START Provided text
Much of the Canadian Wildlife Federation’s work recently in Atlantic Canada and the Gulf of St. Lawrence has been focused on working directly with and learning from the men and women working on the water, fishers and others in the fishing industry. Like everyone they want to find a way to stop the tremendous harm being done to whales. At the same time we must strive to protect their livelihoods.

The experience so far in the Gulf of St. Lawrence has demonstrated that even with tens of thousands of square kilometres now closed each year to the Snow Crab fishery and the use of speed restrictions throughout large areas of the shipping lanes, whales continue to die. CWF has been working with them to make changes now that can make a difference. Things like ropeless trap techniques that do away with floating endlines, likely the most damaging and dangerous part of nets and traps in use today. The standard traps currently employed by fishers use a floating endline, a rope that's suspended in the water column with a buoy at the top, an often-deadly hazard for whale entanglement. Now with the help of CWF and with funding from DFO, fishers are testing new trap technologies that do away with the need for a floating endline. While still very much in the developmental stage, such hands-on testing by experienced fishers is needed to develop a technology that serves their needs. While there is no reasonable expectation of converting an entire industry to new technologies, they could prove useful if they allowed fishing in areas that would otherwise be closed for fear of entanglements.
END Provided text
START Records shown
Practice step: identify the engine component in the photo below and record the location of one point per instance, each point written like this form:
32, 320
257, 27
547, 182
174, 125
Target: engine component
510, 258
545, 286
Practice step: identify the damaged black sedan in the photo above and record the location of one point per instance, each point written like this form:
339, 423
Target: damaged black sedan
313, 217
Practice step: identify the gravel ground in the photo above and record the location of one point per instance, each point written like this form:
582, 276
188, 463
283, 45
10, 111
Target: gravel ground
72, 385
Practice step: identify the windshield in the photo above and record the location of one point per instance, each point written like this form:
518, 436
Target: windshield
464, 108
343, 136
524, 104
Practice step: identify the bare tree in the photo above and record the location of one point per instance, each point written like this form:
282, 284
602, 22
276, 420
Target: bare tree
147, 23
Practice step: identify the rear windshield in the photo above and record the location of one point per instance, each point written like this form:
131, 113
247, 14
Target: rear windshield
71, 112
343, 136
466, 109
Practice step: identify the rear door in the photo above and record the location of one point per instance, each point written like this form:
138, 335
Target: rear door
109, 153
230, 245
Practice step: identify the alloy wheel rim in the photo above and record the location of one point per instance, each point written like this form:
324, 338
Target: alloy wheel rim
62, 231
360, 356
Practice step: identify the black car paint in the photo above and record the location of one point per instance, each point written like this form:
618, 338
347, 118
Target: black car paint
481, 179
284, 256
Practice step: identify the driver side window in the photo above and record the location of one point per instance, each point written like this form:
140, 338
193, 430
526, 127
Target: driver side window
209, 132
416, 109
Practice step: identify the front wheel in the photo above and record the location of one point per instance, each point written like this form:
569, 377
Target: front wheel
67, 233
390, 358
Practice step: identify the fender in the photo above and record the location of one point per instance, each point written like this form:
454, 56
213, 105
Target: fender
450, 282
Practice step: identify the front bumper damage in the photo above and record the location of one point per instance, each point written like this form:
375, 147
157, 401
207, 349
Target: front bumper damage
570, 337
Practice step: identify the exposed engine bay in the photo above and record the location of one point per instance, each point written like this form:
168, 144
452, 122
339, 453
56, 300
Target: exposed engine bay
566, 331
END Records shown
Questions to answer:
**a.** In the text on whale entanglement, which fishery has had tens of thousands of square kilometers closed each year in the Gulf of St. Lawrence?
**b.** Rewrite the part of the whale entanglement text that opens with the words containing "Much of the" and closes with "protect their livelihoods.", putting "enormous" in place of "tremendous".
**c.** Carry the text about protecting whales and fishers in Atlantic Canada forward from its final sentence.
The records were taken from a separate source.

Exercise results:
**a.** The Snow Crab fishery.

**b.**
Much of the Canadian Wildlife Federation’s work recently in Atlantic Canada and the Gulf of St. Lawrence has been focused on working directly with and learning from the men and women working on the water, fishers and others in the fishing industry. Like everyone they want to find a way to stop the enormous harm being done to whales. At the same time we must strive to protect their livelihoods.

**c.**
Assisting Rescuers

CWF is committed to working closely with emergency response organizations devoted to rescuing entangled whales, investigating causes of deaths and monitoring and registering the occurrence of whales in new areas. Since 2013, Canadian Marine Animal Response Alliance (CMARA) has been chaired and coordinated by the Canadian Wildlife Federation and governed by a national steering committee comprising representatives of each of the regional response networks: Newfoundland and Labrador’s Disentanglement Assistance Program (one of the first anywhere in the world), the Maritime Marine Animal Response Network in Atlantic Canada, the Réseau québécois d’urgences pour les mammifières marins in Quebec, and the British Columbia Marine Mammal Response Network, and a non-voting representative of Fisheries and Oceans Canada which coordinates marine animal response in the Arctic, operations often led by First Nations and Inuit communities. Following lobbying efforts by CMARA, CWF and others, in 2018 the Federal government established $1million of annual support for the work of the regional non-governmental response groups. This is a great help and a good start but it is nowhere near the real cost of need of these groups to provide adequate response in Canada. More will be needed.

Investing in Research

As part of the commitment to increased expertise on the water, CWF has recently endowed a chair at Dalhousie University to be filled by a professor who will carry out research on large whales that will support conservation work – particularly studying ocean conditions as they affect whale behaviour. We must ensure that this country has sufficient numbers of specialists with the expertise to respond to these situations.